- [What is being asked]
Scale the stretch of the listing from the line containing "Step-by-step: (a) view the image above; (b) identify each bokeh" through the line containing "[2, 0, 1024, 780]", both included, and give those lines again, request too, with every bounding box coordinate multiplied by 2.6 and rounded to a whole number, halves rounded up.

- [Records shown]
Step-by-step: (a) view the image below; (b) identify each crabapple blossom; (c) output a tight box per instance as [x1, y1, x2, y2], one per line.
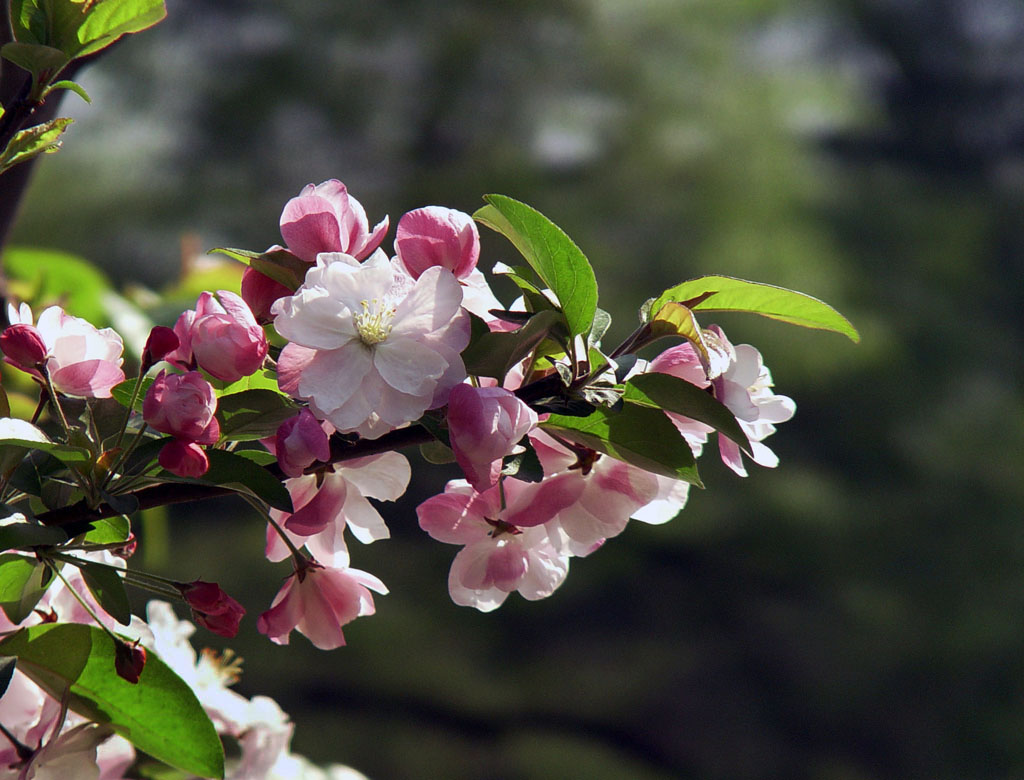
[273, 252, 469, 439]
[416, 474, 583, 612]
[177, 579, 246, 638]
[273, 408, 331, 477]
[705, 326, 797, 477]
[165, 290, 267, 382]
[266, 452, 411, 568]
[0, 323, 46, 374]
[281, 179, 388, 263]
[7, 303, 125, 398]
[256, 561, 387, 650]
[447, 384, 537, 490]
[142, 371, 220, 444]
[242, 266, 292, 322]
[394, 206, 480, 279]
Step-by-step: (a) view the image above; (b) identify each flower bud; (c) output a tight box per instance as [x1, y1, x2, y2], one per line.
[176, 579, 246, 638]
[394, 206, 480, 278]
[242, 267, 292, 322]
[0, 324, 47, 374]
[142, 371, 220, 444]
[447, 384, 537, 491]
[273, 408, 331, 477]
[114, 640, 145, 685]
[157, 439, 210, 477]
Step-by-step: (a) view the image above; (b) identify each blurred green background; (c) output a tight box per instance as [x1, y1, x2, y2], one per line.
[11, 0, 1024, 780]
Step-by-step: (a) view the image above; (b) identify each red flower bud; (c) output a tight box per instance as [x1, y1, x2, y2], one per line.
[177, 579, 246, 638]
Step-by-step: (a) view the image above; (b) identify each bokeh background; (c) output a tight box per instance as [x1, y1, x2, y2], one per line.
[2, 0, 1024, 780]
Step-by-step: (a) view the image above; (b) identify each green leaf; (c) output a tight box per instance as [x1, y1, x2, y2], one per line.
[43, 79, 92, 103]
[217, 390, 298, 441]
[541, 403, 703, 487]
[0, 41, 71, 87]
[3, 247, 113, 328]
[473, 194, 597, 336]
[462, 309, 563, 381]
[83, 515, 131, 545]
[76, 563, 131, 625]
[650, 276, 860, 342]
[0, 117, 74, 173]
[210, 247, 310, 290]
[11, 0, 167, 58]
[0, 658, 17, 696]
[0, 523, 68, 551]
[0, 553, 53, 623]
[623, 372, 751, 453]
[0, 417, 92, 465]
[0, 623, 224, 778]
[159, 449, 295, 512]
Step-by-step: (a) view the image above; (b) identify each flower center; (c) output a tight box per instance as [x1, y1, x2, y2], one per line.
[355, 298, 395, 347]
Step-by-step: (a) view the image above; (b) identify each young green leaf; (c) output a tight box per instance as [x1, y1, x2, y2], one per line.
[0, 117, 74, 173]
[473, 194, 597, 337]
[541, 403, 703, 487]
[623, 372, 751, 454]
[217, 390, 298, 441]
[0, 623, 224, 778]
[462, 309, 564, 381]
[649, 276, 860, 342]
[10, 0, 167, 58]
[0, 553, 53, 623]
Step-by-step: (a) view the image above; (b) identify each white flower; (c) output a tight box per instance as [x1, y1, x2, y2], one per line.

- [Answer]
Step-by-step: (a) view the image above; (b) identify each bokeh background; (c) output a tight box per instance as [x1, y1, x2, y2], one per line.
[5, 0, 2662, 2028]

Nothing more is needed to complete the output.